### INFORMATION SHOWN

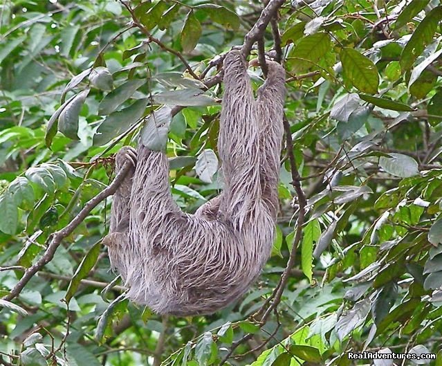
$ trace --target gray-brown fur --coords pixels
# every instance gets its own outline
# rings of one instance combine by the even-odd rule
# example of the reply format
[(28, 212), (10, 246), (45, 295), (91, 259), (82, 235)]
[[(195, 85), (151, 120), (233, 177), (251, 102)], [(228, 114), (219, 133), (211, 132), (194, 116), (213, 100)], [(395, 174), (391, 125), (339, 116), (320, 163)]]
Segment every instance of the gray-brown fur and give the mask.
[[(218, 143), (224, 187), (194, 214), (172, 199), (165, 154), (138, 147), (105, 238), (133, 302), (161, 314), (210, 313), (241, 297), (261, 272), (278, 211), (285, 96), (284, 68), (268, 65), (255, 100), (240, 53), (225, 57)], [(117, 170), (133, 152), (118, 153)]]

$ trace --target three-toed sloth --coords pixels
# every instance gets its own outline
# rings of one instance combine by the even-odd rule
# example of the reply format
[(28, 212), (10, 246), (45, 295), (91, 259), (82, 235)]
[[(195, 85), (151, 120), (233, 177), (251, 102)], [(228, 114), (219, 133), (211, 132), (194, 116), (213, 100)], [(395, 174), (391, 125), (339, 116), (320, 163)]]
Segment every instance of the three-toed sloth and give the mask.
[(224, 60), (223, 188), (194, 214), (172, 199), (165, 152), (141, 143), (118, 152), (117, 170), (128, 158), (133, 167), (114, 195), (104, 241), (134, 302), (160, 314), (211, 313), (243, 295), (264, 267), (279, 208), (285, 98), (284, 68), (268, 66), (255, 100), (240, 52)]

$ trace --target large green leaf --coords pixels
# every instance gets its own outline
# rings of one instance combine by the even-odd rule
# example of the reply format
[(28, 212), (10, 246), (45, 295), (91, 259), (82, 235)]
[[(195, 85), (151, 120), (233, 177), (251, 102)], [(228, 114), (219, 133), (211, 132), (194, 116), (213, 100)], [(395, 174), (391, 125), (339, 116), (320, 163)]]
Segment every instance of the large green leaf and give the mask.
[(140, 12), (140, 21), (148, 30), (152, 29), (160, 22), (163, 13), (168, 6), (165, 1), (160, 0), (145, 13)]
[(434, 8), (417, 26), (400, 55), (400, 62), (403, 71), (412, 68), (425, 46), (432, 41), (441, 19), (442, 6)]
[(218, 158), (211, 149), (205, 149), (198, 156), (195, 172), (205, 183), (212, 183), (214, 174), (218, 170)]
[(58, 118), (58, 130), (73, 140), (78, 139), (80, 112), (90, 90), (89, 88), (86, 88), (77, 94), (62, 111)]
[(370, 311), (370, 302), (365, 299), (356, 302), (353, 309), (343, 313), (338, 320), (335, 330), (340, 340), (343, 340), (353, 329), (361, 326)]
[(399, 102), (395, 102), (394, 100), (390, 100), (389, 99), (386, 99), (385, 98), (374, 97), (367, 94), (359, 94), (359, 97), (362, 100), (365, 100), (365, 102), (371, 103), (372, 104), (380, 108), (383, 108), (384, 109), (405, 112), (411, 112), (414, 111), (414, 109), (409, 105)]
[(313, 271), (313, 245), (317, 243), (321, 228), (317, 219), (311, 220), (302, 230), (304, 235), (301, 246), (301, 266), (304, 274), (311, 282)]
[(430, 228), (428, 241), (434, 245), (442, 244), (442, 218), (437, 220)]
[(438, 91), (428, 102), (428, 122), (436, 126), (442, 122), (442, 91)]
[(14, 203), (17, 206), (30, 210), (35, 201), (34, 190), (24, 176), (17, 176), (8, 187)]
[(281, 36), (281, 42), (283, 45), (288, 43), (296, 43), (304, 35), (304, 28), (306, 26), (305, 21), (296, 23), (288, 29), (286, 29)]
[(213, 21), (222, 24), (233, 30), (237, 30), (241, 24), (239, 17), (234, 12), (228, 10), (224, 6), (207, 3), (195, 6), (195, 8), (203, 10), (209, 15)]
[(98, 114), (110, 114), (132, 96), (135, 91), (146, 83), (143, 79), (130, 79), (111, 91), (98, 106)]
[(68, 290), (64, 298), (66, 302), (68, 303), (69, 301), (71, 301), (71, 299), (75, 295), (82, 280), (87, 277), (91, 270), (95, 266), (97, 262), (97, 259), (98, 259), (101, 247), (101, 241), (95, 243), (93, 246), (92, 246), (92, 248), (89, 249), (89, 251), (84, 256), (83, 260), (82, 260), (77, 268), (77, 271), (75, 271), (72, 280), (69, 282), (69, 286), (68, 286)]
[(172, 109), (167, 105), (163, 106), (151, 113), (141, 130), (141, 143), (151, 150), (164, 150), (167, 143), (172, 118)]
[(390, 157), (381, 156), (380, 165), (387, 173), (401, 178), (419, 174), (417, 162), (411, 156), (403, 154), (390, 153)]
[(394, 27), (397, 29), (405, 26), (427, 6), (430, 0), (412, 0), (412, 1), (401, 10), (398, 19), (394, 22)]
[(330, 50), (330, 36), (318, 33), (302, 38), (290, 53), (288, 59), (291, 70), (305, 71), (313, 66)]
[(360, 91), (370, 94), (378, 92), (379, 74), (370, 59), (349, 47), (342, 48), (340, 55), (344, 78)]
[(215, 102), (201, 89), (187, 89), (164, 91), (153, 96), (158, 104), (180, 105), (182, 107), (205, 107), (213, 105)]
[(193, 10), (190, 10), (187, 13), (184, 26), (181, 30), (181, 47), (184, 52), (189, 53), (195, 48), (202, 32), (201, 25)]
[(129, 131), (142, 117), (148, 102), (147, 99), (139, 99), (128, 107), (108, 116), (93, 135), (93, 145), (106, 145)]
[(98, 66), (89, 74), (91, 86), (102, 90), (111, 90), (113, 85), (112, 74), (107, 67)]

######

STATED PROBLEM:
Throughout the data above, rename "three-toed sloth" to "sloth" and reproduce everything else unchanged, omitting the pictures.

FULL ANSWER:
$ trace --target gray-brown fur --coords pixels
# every instance gets its own outline
# rings of one instance combine by the even-odd rule
# example of the reply format
[(28, 212), (10, 246), (45, 295), (91, 259), (82, 235)]
[[(195, 85), (151, 120), (233, 177), (251, 102)], [(228, 114), (219, 133), (211, 132), (194, 116), (213, 100)], [(395, 174), (391, 125), (339, 116), (320, 163)]]
Segment every instance of the gray-brown fur and give the mask.
[[(218, 143), (224, 187), (194, 214), (172, 199), (165, 154), (138, 147), (105, 238), (133, 302), (161, 314), (210, 313), (241, 297), (261, 272), (278, 211), (285, 96), (284, 68), (268, 65), (255, 100), (240, 53), (225, 57)], [(117, 170), (133, 152), (118, 153)]]

$ trace --target sloth --coords pixels
# every instance gets its own outline
# rings of one instance combine by the even-odd rule
# example of the reply format
[(28, 212), (10, 246), (45, 295), (91, 259), (82, 235)]
[[(195, 85), (151, 120), (233, 177), (251, 102)], [(228, 114), (219, 133), (211, 132), (194, 116), (213, 100)], [(395, 174), (391, 125), (339, 116), (320, 163)]]
Segment every instance of the sloth and give the mask.
[(224, 60), (223, 188), (194, 214), (172, 199), (165, 152), (141, 143), (118, 152), (117, 170), (128, 158), (133, 167), (114, 195), (104, 241), (134, 302), (160, 314), (211, 313), (243, 295), (264, 267), (279, 208), (285, 98), (284, 68), (268, 66), (255, 100), (240, 52)]

$ trace --target large green leaf --coords pixels
# every instance gets its own outline
# rings of one instance combine by the even-odd rule
# example of the reply format
[(28, 212), (10, 246), (45, 295), (91, 259), (82, 235)]
[[(195, 85), (151, 120), (233, 177), (251, 102)], [(228, 114), (219, 133), (211, 132), (194, 116), (213, 100)], [(395, 174), (391, 125), (339, 116), (320, 163)]]
Segment every instance of the large green leaf and give the mask.
[(140, 12), (140, 21), (148, 30), (152, 29), (160, 22), (163, 13), (168, 6), (165, 1), (160, 0), (145, 13)]
[(434, 8), (417, 26), (400, 55), (400, 62), (403, 71), (412, 68), (425, 46), (432, 41), (441, 19), (442, 6)]
[(218, 158), (211, 149), (205, 149), (198, 156), (195, 172), (205, 183), (212, 183), (214, 174), (218, 170)]
[(58, 118), (58, 130), (73, 140), (78, 139), (80, 112), (90, 90), (89, 88), (86, 88), (77, 94), (62, 111)]
[(370, 311), (370, 302), (365, 299), (356, 302), (353, 309), (343, 313), (338, 320), (335, 330), (340, 340), (343, 340), (353, 329), (361, 326)]
[(399, 102), (395, 102), (394, 100), (390, 100), (389, 99), (386, 99), (385, 98), (374, 97), (367, 94), (359, 94), (359, 97), (362, 100), (365, 100), (365, 102), (371, 103), (372, 104), (380, 108), (383, 108), (384, 109), (405, 112), (411, 112), (414, 111), (414, 109), (409, 105)]
[(313, 271), (313, 245), (317, 243), (321, 228), (317, 219), (311, 220), (302, 230), (304, 235), (301, 246), (301, 266), (304, 274), (311, 282)]
[(430, 228), (428, 241), (434, 245), (442, 244), (442, 218), (437, 220)]
[(438, 91), (428, 102), (428, 122), (436, 126), (442, 122), (442, 91)]
[(14, 203), (17, 206), (30, 210), (35, 201), (34, 190), (24, 176), (17, 176), (8, 187)]
[(281, 36), (281, 42), (283, 45), (288, 43), (296, 43), (304, 35), (304, 28), (306, 26), (305, 21), (296, 23), (288, 29), (286, 29)]
[(213, 21), (222, 24), (233, 30), (237, 30), (241, 24), (239, 17), (234, 12), (228, 10), (224, 6), (207, 3), (195, 6), (195, 8), (203, 10), (209, 15)]
[(98, 114), (110, 114), (132, 96), (135, 91), (146, 83), (143, 79), (130, 79), (111, 91), (98, 106)]
[(68, 290), (64, 298), (66, 302), (68, 303), (69, 301), (71, 301), (71, 299), (75, 295), (82, 280), (87, 277), (91, 270), (95, 266), (97, 262), (97, 259), (98, 259), (101, 247), (101, 241), (95, 243), (93, 246), (92, 246), (92, 248), (89, 249), (89, 251), (84, 256), (83, 260), (82, 260), (77, 268), (77, 271), (75, 271), (72, 280), (69, 282), (69, 286), (68, 286)]
[(172, 109), (167, 105), (163, 106), (151, 113), (141, 130), (141, 143), (151, 150), (164, 150), (167, 143), (172, 118)]
[(390, 157), (381, 156), (380, 165), (387, 173), (401, 178), (419, 174), (417, 162), (411, 156), (403, 154), (390, 153)]
[(394, 27), (397, 29), (405, 26), (427, 6), (430, 0), (412, 0), (412, 1), (401, 10), (398, 19), (394, 22)]
[(330, 50), (330, 36), (318, 33), (302, 38), (290, 53), (288, 59), (291, 70), (305, 71), (313, 66)]
[(360, 91), (370, 94), (378, 92), (379, 74), (370, 59), (349, 47), (342, 48), (340, 55), (344, 78)]
[(215, 102), (201, 89), (187, 89), (164, 91), (153, 96), (158, 104), (180, 105), (182, 107), (205, 107), (213, 105)]
[(193, 10), (190, 10), (187, 13), (184, 26), (181, 30), (181, 47), (184, 52), (189, 53), (195, 48), (202, 32), (201, 25)]
[(129, 131), (142, 117), (148, 102), (147, 99), (139, 99), (128, 107), (108, 116), (93, 135), (93, 145), (106, 145)]
[(98, 66), (89, 74), (91, 86), (102, 90), (111, 90), (113, 85), (112, 74), (107, 67)]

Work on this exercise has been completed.